►

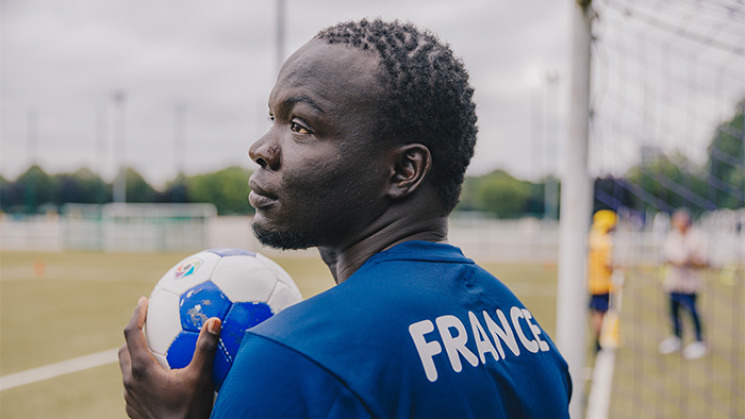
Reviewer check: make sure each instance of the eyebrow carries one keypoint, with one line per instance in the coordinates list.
(302, 99)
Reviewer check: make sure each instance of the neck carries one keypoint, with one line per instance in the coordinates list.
(343, 261)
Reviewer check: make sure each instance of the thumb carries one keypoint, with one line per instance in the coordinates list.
(204, 354)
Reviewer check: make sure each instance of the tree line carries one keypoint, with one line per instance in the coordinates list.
(659, 183)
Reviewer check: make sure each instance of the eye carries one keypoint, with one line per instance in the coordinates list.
(299, 128)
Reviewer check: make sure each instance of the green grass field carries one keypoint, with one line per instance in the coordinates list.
(58, 306)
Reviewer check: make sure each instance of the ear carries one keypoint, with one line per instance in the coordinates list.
(411, 165)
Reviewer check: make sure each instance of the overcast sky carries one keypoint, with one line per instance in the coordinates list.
(63, 61)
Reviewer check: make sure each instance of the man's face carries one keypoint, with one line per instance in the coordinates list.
(321, 178)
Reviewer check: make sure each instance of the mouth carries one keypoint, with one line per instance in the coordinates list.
(260, 198)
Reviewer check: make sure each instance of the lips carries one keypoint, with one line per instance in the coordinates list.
(259, 197)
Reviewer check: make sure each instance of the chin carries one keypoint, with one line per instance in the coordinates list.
(287, 240)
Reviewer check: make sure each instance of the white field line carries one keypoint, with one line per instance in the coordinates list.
(60, 368)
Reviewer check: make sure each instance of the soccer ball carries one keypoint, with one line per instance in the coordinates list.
(241, 288)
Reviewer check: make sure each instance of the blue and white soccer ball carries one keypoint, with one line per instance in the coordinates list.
(241, 288)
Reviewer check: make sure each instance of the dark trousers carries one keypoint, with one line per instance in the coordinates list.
(687, 301)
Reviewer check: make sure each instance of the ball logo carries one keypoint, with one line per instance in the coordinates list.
(188, 268)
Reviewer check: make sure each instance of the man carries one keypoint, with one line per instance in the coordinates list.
(373, 127)
(600, 269)
(684, 251)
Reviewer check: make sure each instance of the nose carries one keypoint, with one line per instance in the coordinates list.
(265, 152)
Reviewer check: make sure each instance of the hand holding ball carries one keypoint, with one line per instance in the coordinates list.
(239, 287)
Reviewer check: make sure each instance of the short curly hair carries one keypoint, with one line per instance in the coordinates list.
(430, 100)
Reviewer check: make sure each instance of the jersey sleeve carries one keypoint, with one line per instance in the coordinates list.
(270, 380)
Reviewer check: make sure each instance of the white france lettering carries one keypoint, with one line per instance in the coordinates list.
(426, 350)
(504, 333)
(483, 344)
(516, 314)
(455, 344)
(535, 330)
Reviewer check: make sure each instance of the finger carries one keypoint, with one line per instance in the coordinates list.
(125, 362)
(133, 332)
(207, 342)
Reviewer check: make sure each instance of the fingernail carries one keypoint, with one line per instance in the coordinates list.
(213, 327)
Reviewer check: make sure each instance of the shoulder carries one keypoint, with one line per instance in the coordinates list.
(270, 380)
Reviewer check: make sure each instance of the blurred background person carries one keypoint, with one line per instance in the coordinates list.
(600, 269)
(684, 251)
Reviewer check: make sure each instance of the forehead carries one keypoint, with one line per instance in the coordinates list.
(332, 76)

◄

■ WHAT THE TASK ASKS:
In your transcription of the listing above, match each line exactly and include no pictures.

■ WRITTEN SOLUTION:
Reviewer check: make sure each instance of the eyebrow carries one keypoint, with one line per instance in the coordinates list.
(302, 99)
Reviewer check: make sure each instance of the neck carries one keypoint, with one line per instance in the coordinates list.
(343, 261)
Reviewer check: make sure each instance of the thumb carries one keypoint, with one line per instance in the coordinates list.
(204, 354)
Reviewer check: make sure each instance of the tree line carries one keypoint, with one line per instance in the coordinates list.
(659, 183)
Reviewer check: make sure each instance of the eye carries one keypoint, with one line per instance in the coordinates list.
(299, 128)
Reviewer check: make sure each instance of the green grass field carries one keypoint, with one line per instance in the coordinates list.
(58, 306)
Reviewer check: make sure each instance of the ear carries one keypoint, with one line per instance in the coordinates list.
(411, 165)
Reviewer check: make sure each instance of the overcast sky carries one keypoint, with one line per instance in the coordinates list.
(63, 61)
Reviewer check: make sure each instance of the man's face carries one keypoint, with one line per instance in the coordinates list.
(321, 178)
Reviewer check: make sure each instance of the mouth carries one keypoint, with one line per instance in the coordinates list.
(260, 198)
Reviewer check: make sure each instance of the lips carries one keypoint, with one line per instance in the coordinates list.
(259, 197)
Reviewer check: make sure each instance of the chin carries one keypoint, with one line per instance in the coordinates list.
(287, 240)
Reviewer check: make sure each instance of the white field line carries one keypoint, with one line per instance in the coordinates list.
(60, 368)
Reviewer check: make sure each instance of the soccer ball carries one keypoint, with one line per instance in the coordinates list.
(241, 288)
Reviewer check: make sure each instance of the blue and white soccer ball carries one keypoint, with one line per instance in the coordinates list.
(241, 288)
Reviewer check: make sure each instance of the dark trousers carries one keypoint, with one line per instance in the coordinates list.
(687, 301)
Reviewer check: make sure each instance of the ball logo carries one keypoint, with one line per instance in the coordinates list.
(188, 268)
Reviewer check: make sure each instance of the man carries one keypoint, with one line per instance in the coordinates list.
(373, 127)
(600, 269)
(684, 251)
Reviewer check: make sure each instance of the nose carries one keypoint, with one line per instance in the coordinates list.
(265, 152)
Reviewer check: make sure each instance of the hand holding ball carries one keypoint, with one line per instance in the coordinates list.
(239, 287)
Reviewer check: make sure each instance of the short curly hair carries one keypoint, with one line per instance in the coordinates list.
(430, 100)
Reviewer check: make sure each instance of the jersey sleeve carries one keypoint, with one line per instance in the coordinates list.
(270, 380)
Reviewer check: make sure each instance of the white france lettering carries one keypoint, with one line per instance in the coordinates list.
(426, 350)
(504, 333)
(483, 344)
(516, 314)
(455, 344)
(535, 330)
Reviewer check: make sure each instance of the finger carries one keypoint, with one line per instance in the coordinates list.
(125, 362)
(133, 332)
(207, 342)
Reviewer check: make sure each instance of the fingernail carries one keypoint, with one line per instance in the coordinates list.
(213, 327)
Reviewer check: make sure each instance of the shoulder carries one keypoint, with one line per instance in the coordinates list.
(270, 380)
Reviewer check: make sure each instance of the blurred background person carries one keypoint, with one line per instance in the coordinates list.
(600, 269)
(684, 251)
Reviewer check: make sure each instance of the forehead carries one keypoint, with one line per instance in the coordinates list.
(332, 76)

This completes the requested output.